WRITTEN EXERCISE -
Reproduce every line of the data below without changing anything.

## Start TASK DATA

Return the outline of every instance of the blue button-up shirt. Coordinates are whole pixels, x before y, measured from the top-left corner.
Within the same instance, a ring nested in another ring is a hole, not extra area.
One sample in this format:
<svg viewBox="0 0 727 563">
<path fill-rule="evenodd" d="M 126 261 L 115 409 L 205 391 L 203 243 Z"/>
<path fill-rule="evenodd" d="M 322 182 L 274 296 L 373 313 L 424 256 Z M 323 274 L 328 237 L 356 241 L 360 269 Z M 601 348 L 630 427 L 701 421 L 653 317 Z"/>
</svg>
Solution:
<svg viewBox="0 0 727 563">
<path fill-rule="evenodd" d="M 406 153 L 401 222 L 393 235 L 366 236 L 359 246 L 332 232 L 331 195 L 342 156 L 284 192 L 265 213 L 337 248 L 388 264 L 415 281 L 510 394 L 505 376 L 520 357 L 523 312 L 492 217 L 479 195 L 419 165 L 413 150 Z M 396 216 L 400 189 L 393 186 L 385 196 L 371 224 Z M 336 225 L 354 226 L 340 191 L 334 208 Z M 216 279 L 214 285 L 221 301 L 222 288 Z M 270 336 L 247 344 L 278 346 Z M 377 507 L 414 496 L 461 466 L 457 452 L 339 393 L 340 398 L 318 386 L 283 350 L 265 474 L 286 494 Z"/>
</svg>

## End TASK DATA

EXERCISE OUTPUT -
Return the outline of every instance of the blue button-up shirt. Coordinates are whole pixels, x before y, measured from the top-left corner.
Within the same instance, a ring nested in another ring is a hole, not extra area.
One sample in this format:
<svg viewBox="0 0 727 563">
<path fill-rule="evenodd" d="M 126 261 L 115 409 L 205 391 L 203 243 Z"/>
<path fill-rule="evenodd" d="M 322 182 L 274 296 L 373 313 L 424 256 Z M 323 274 L 328 237 L 356 241 L 360 269 Z M 601 348 L 630 427 L 701 421 L 653 317 Z"/>
</svg>
Solution:
<svg viewBox="0 0 727 563">
<path fill-rule="evenodd" d="M 406 153 L 401 222 L 393 235 L 366 236 L 359 246 L 332 232 L 331 195 L 342 156 L 284 192 L 265 213 L 337 248 L 388 264 L 415 281 L 510 394 L 505 376 L 520 357 L 523 312 L 492 217 L 479 195 L 419 165 L 413 150 Z M 396 216 L 400 189 L 393 186 L 385 196 L 371 224 Z M 336 225 L 354 226 L 340 191 L 334 208 Z M 216 279 L 214 285 L 221 301 L 222 288 Z M 270 336 L 247 344 L 278 346 Z M 377 507 L 414 496 L 461 466 L 457 452 L 339 393 L 340 398 L 318 386 L 283 350 L 265 474 L 286 494 Z"/>
</svg>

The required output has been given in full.